Task details —
Can you transcribe all of the entries below verbatim, leaving out the pictures?

[Entries from the dataset]

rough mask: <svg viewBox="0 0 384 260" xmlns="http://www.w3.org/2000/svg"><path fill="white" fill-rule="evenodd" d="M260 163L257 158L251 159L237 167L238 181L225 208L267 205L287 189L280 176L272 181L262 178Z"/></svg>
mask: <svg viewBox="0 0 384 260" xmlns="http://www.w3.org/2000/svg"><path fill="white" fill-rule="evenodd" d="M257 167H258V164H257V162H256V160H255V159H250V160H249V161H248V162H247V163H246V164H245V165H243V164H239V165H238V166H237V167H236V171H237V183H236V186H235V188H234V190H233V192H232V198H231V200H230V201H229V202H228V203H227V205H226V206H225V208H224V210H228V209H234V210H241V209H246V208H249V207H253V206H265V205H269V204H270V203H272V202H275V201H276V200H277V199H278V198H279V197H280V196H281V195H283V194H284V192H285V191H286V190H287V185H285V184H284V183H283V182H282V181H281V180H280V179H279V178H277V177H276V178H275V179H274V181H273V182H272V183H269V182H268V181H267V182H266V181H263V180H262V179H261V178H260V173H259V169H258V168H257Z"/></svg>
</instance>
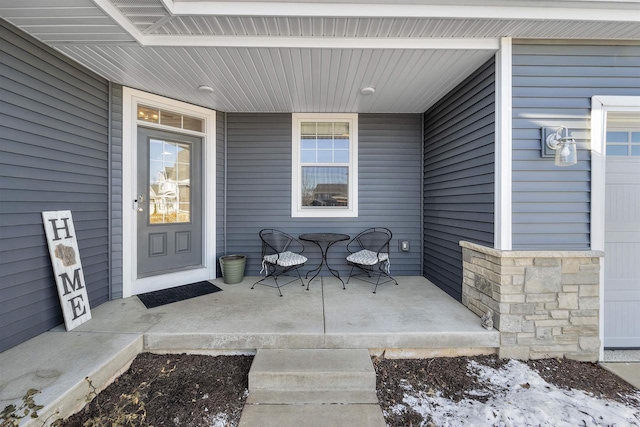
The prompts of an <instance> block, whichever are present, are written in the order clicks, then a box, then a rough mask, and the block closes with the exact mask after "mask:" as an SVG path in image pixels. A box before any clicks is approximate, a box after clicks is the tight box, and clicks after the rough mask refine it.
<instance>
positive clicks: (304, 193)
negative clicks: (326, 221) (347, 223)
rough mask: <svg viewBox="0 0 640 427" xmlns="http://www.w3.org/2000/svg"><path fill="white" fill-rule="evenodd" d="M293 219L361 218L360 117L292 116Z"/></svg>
mask: <svg viewBox="0 0 640 427" xmlns="http://www.w3.org/2000/svg"><path fill="white" fill-rule="evenodd" d="M292 122H293V126H292V128H293V129H292V131H293V153H292V154H293V155H292V158H293V165H292V166H293V167H292V171H293V173H292V185H291V187H292V191H293V194H292V197H291V200H292V206H291V216H293V217H316V218H323V217H329V218H336V217H357V216H358V188H357V185H358V115H357V114H293V120H292Z"/></svg>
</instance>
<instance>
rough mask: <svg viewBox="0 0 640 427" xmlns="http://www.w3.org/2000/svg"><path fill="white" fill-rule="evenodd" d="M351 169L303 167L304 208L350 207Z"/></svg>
mask: <svg viewBox="0 0 640 427" xmlns="http://www.w3.org/2000/svg"><path fill="white" fill-rule="evenodd" d="M348 178H349V168H348V167H343V166H338V167H335V166H330V167H324V166H303V167H302V206H348V205H349V184H348V182H349V180H348Z"/></svg>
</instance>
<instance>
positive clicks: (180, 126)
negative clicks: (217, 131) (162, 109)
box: [138, 105, 204, 132]
mask: <svg viewBox="0 0 640 427" xmlns="http://www.w3.org/2000/svg"><path fill="white" fill-rule="evenodd" d="M138 120H140V121H142V122H147V123H155V124H161V125H164V126H171V127H174V128H178V129H187V130H193V131H196V132H203V131H204V120H202V119H198V118H197V117H190V116H185V115H182V114H180V113H176V112H174V111H167V110H160V109H158V108H153V107H147V106H144V105H138Z"/></svg>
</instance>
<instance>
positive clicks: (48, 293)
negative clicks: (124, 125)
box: [0, 20, 109, 352]
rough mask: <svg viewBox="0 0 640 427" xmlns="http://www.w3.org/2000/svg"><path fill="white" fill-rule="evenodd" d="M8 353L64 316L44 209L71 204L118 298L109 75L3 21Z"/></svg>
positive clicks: (0, 297)
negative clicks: (110, 260) (109, 260)
mask: <svg viewBox="0 0 640 427" xmlns="http://www.w3.org/2000/svg"><path fill="white" fill-rule="evenodd" d="M0 55H1V57H2V61H0V153H1V155H0V200H2V203H1V204H0V278H1V279H0V352H1V351H4V350H6V349H8V348H10V347H12V346H14V345H17V344H19V343H21V342H23V341H25V340H27V339H29V338H31V337H33V336H35V335H37V334H39V333H41V332H44V331H46V330H48V329H50V328H52V327H54V326H56V325H58V324H60V323H61V322H62V311H61V309H60V303H59V301H58V296H57V293H56V286H55V281H54V278H53V272H52V268H51V262H50V260H49V253H48V250H47V244H46V240H45V236H44V229H43V226H42V217H41V212H42V211H47V210H62V209H70V210H71V211H72V213H73V218H74V224H75V229H76V232H77V237H78V246H79V249H80V256H81V258H82V265H83V268H84V274H85V280H86V283H87V290H88V294H89V300H90V303H91V305H92V306H93V307H95V306H96V305H98V304H100V303H102V302H104V301H106V300H107V299H108V296H109V213H108V210H109V199H108V187H109V182H108V177H109V173H108V151H109V150H108V146H109V144H108V126H109V123H108V115H109V109H108V105H109V97H108V93H109V88H108V82H107V81H106V80H104V79H102V78H100V77H98V76H96V75H95V74H93V73H90V72H88V71H86V70H84V69H82V68H81V67H80V66H77V65H76V64H74V63H72V62H71V61H69V60H68V59H66V58H65V57H64V56H62V55H60V54H58V53H56V52H55V51H53V50H52V49H50V48H48V47H46V46H44V45H43V44H41V43H40V42H38V41H36V40H34V39H33V38H31V37H30V36H27V35H25V34H24V33H22V32H21V31H19V30H17V29H15V28H14V27H12V26H11V25H9V24H6V23H5V22H4V21H2V20H0Z"/></svg>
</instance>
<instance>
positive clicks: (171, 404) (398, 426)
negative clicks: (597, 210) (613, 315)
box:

Solution to the exercise —
rough mask: <svg viewBox="0 0 384 260" xmlns="http://www.w3.org/2000/svg"><path fill="white" fill-rule="evenodd" d="M260 163L257 158L251 159L237 167L238 181L225 208L267 205L287 189L280 176L272 181L262 178Z"/></svg>
mask: <svg viewBox="0 0 384 260" xmlns="http://www.w3.org/2000/svg"><path fill="white" fill-rule="evenodd" d="M257 167H258V164H257V162H256V160H255V159H250V160H249V161H248V162H247V163H246V164H245V165H243V164H239V165H238V166H237V167H236V171H237V183H236V186H235V188H234V190H233V192H232V198H231V200H230V201H229V202H228V203H227V205H226V206H225V208H224V210H228V209H234V210H241V209H246V208H249V207H253V206H265V205H269V204H270V203H272V202H275V201H276V200H277V199H278V198H279V197H280V196H281V195H283V194H284V192H285V191H286V190H287V185H285V184H284V183H283V182H282V181H281V180H280V179H279V178H277V177H276V178H275V179H274V181H273V182H272V183H269V182H268V181H267V182H266V181H263V180H262V179H261V178H260V173H259V169H258V168H257Z"/></svg>
</instance>
The prompts of an <instance> block, whichever are present, are written in the order clicks, then a box, then a rough mask, and the block closes with the exact mask after "mask:" as an SVG path in image pixels. A box before any clicks is approximate, a box after clicks is the tight box, and clicks after the rough mask refine it.
<instance>
positive clicks: (304, 193)
negative clicks: (326, 221) (347, 223)
rough mask: <svg viewBox="0 0 640 427" xmlns="http://www.w3.org/2000/svg"><path fill="white" fill-rule="evenodd" d="M293 219L361 218L360 117L292 116Z"/></svg>
mask: <svg viewBox="0 0 640 427" xmlns="http://www.w3.org/2000/svg"><path fill="white" fill-rule="evenodd" d="M292 122H293V126H292V128H293V129H292V131H293V153H292V154H293V155H292V158H293V165H292V166H293V167H292V171H293V173H292V185H291V187H292V191H293V194H292V197H291V200H292V206H291V216H293V217H316V218H323V217H329V218H336V217H357V216H358V188H357V185H358V115H357V114H293V120H292Z"/></svg>
</instance>
<instance>
rough mask: <svg viewBox="0 0 640 427" xmlns="http://www.w3.org/2000/svg"><path fill="white" fill-rule="evenodd" d="M351 169L303 167L304 208L350 207Z"/></svg>
mask: <svg viewBox="0 0 640 427" xmlns="http://www.w3.org/2000/svg"><path fill="white" fill-rule="evenodd" d="M348 178H349V168H348V167H343V166H338V167H335V166H330V167H324V166H303V167H302V206H348V205H349V184H348V182H349V180H348Z"/></svg>
</instance>
<instance>
positive clicks: (180, 126)
negative clicks: (217, 131) (162, 109)
box: [138, 105, 204, 132]
mask: <svg viewBox="0 0 640 427" xmlns="http://www.w3.org/2000/svg"><path fill="white" fill-rule="evenodd" d="M138 120H140V121H142V122H147V123H155V124H161V125H164V126H171V127H174V128H178V129H187V130H193V131H196V132H203V131H204V120H202V119H198V118H197V117H190V116H185V115H182V114H180V113H176V112H174V111H167V110H160V109H158V108H153V107H147V106H144V105H138Z"/></svg>
</instance>
<instance>
positive clicks: (48, 293)
negative clicks: (124, 125)
box: [0, 20, 109, 352]
rough mask: <svg viewBox="0 0 640 427" xmlns="http://www.w3.org/2000/svg"><path fill="white" fill-rule="evenodd" d="M8 353L64 316L44 209L71 204L118 298L109 75L3 21Z"/></svg>
positive clicks: (0, 297)
negative clicks: (110, 260) (109, 260)
mask: <svg viewBox="0 0 640 427" xmlns="http://www.w3.org/2000/svg"><path fill="white" fill-rule="evenodd" d="M0 55H1V57H2V61H0V153H1V155H0V200H2V203H1V204H0V278H1V279H0V352H1V351H4V350H6V349H8V348H10V347H12V346H14V345H17V344H19V343H21V342H23V341H25V340H27V339H29V338H31V337H33V336H35V335H37V334H39V333H41V332H44V331H46V330H48V329H50V328H52V327H54V326H56V325H58V324H60V323H61V322H62V311H61V309H60V303H59V301H58V296H57V293H56V286H55V281H54V278H53V272H52V268H51V262H50V260H49V253H48V250H47V244H46V240H45V236H44V229H43V226H42V217H41V212H42V211H47V210H62V209H70V210H71V211H72V213H73V218H74V224H75V229H76V232H77V237H78V246H79V249H80V256H81V258H82V265H83V268H84V274H85V280H86V283H87V290H88V294H89V300H90V303H91V305H92V306H93V307H95V306H96V305H98V304H100V303H102V302H104V301H106V300H107V299H108V296H109V213H108V210H109V199H108V187H109V182H108V177H109V173H108V151H109V150H108V146H109V144H108V126H109V123H108V115H109V109H108V105H109V97H108V93H109V88H108V82H107V81H106V80H104V79H102V78H100V77H98V76H96V75H95V74H93V73H90V72H88V71H86V70H84V69H82V68H81V67H80V66H77V65H76V64H74V63H72V62H71V61H69V60H68V59H66V58H65V57H64V56H62V55H60V54H58V53H56V52H55V51H53V50H52V49H50V48H48V47H46V46H44V45H43V44H41V43H40V42H38V41H36V40H34V39H33V38H31V37H30V36H27V35H25V34H24V33H22V32H21V31H19V30H17V29H15V28H14V27H12V26H11V25H9V24H6V23H5V22H4V21H2V20H0Z"/></svg>
</instance>
<instance>
positive clicks: (171, 404) (398, 426)
negative clicks: (597, 210) (613, 315)
box:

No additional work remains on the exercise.